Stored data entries

Content starts

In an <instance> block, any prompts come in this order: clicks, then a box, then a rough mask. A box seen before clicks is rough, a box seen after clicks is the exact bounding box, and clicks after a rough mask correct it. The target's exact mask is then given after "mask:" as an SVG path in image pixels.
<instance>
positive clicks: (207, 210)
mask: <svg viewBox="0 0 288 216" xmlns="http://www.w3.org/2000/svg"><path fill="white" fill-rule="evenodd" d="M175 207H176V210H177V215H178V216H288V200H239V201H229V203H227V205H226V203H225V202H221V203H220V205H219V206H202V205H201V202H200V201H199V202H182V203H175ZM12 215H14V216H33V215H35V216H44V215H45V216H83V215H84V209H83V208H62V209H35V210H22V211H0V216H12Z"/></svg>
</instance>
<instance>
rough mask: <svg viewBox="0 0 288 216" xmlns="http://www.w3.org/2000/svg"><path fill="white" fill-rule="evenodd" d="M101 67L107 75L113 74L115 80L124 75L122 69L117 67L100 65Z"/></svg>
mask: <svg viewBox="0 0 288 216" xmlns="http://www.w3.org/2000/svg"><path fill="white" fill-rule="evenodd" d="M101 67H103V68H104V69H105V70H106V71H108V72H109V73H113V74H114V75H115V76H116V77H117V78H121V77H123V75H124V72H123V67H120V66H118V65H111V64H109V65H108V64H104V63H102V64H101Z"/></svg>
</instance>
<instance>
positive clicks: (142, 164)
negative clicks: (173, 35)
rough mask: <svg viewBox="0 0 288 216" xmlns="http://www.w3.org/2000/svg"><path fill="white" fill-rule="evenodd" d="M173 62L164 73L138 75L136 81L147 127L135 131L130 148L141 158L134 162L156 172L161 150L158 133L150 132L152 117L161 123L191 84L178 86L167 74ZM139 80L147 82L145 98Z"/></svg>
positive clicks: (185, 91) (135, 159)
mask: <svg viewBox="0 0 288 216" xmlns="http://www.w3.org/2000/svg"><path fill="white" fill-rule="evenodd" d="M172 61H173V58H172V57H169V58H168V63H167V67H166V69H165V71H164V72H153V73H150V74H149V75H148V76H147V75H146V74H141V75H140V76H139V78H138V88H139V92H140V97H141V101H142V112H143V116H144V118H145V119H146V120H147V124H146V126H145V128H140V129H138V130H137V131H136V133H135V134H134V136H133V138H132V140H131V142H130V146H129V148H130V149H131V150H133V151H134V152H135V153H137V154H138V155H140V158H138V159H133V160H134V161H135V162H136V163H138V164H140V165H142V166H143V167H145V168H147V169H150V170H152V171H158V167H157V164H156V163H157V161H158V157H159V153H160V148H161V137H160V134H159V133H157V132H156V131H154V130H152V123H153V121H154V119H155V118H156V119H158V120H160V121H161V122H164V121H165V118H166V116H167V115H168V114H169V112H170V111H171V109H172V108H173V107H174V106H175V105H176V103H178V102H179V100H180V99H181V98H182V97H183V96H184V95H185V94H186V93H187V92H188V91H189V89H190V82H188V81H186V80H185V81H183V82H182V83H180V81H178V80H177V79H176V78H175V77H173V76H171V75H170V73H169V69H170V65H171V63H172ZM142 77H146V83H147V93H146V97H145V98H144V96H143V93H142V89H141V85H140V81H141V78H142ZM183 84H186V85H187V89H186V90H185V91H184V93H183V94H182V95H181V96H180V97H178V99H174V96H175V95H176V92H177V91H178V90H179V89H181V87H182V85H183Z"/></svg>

Content ends

- Exercise brief -
Every line above should be printed again exactly as it stands.

- Response to the task -
In an <instance> block, any prompts come in this order: clicks, then a box, then a rough mask. A box seen before clicks is rough, a box seen after clicks is the exact bounding box, and clicks after a rough mask correct it. The target's exact mask is then given after "mask:" as an SVG path in image pixels.
<instance>
positive clicks: (207, 210)
mask: <svg viewBox="0 0 288 216" xmlns="http://www.w3.org/2000/svg"><path fill="white" fill-rule="evenodd" d="M175 207H176V210H177V215H178V216H288V200H239V201H229V203H227V205H226V203H225V202H221V203H220V205H219V206H202V205H201V202H200V201H199V202H182V203H175ZM12 215H14V216H33V215H35V216H44V215H45V216H83V215H84V209H83V208H62V209H35V210H22V211H0V216H12Z"/></svg>
</instance>
<instance>
rough mask: <svg viewBox="0 0 288 216" xmlns="http://www.w3.org/2000/svg"><path fill="white" fill-rule="evenodd" d="M101 67L107 75L113 74L115 80L124 75L122 69L117 67L100 65Z"/></svg>
mask: <svg viewBox="0 0 288 216" xmlns="http://www.w3.org/2000/svg"><path fill="white" fill-rule="evenodd" d="M101 67H103V68H104V69H105V70H106V71H108V72H109V73H113V74H114V75H115V76H116V77H117V78H121V77H123V75H124V72H123V67H120V66H118V65H111V64H109V65H108V64H104V63H102V64H101Z"/></svg>
</instance>
<instance>
positive clicks: (142, 164)
negative clicks: (173, 35)
rough mask: <svg viewBox="0 0 288 216" xmlns="http://www.w3.org/2000/svg"><path fill="white" fill-rule="evenodd" d="M173 62L164 73L138 75L136 81L147 127L135 131L130 148L141 158L134 162L156 172L161 150L158 133L150 132L152 117L161 123L191 84L178 86L167 74ZM139 80L147 82L145 98Z"/></svg>
positive clicks: (185, 91) (135, 159)
mask: <svg viewBox="0 0 288 216" xmlns="http://www.w3.org/2000/svg"><path fill="white" fill-rule="evenodd" d="M172 61H173V58H172V57H169V58H168V63H167V67H166V69H165V71H164V72H153V73H150V74H149V75H148V76H147V75H146V74H141V75H140V76H139V78H138V88H139V92H140V97H141V101H142V112H143V116H144V118H145V119H146V120H147V124H146V126H145V128H140V129H138V130H137V131H136V133H135V134H134V136H133V138H132V140H131V142H130V146H129V148H130V149H131V150H133V151H134V152H135V153H137V154H138V155H140V158H138V159H133V160H134V161H135V162H136V163H138V164H140V165H142V166H143V167H145V168H147V169H150V170H152V171H158V167H157V164H156V163H157V161H158V157H159V153H160V148H161V137H160V134H159V133H157V132H156V131H154V130H152V123H153V121H154V119H155V118H156V119H158V120H160V121H161V122H164V121H165V118H166V116H167V115H168V114H169V112H170V111H171V109H172V108H173V107H174V106H175V105H176V103H178V102H179V100H180V99H181V98H182V97H183V96H184V95H185V94H186V93H187V92H188V91H189V89H190V82H188V81H186V80H185V81H183V82H182V83H180V81H178V80H177V79H176V78H175V77H173V76H171V75H170V73H169V69H170V65H171V63H172ZM142 77H146V83H147V93H146V97H145V98H144V96H143V93H142V89H141V85H140V81H141V78H142ZM183 84H186V85H187V89H186V90H185V91H184V93H183V94H182V95H181V96H180V97H178V99H174V96H175V95H176V92H177V91H178V90H179V89H181V87H182V85H183Z"/></svg>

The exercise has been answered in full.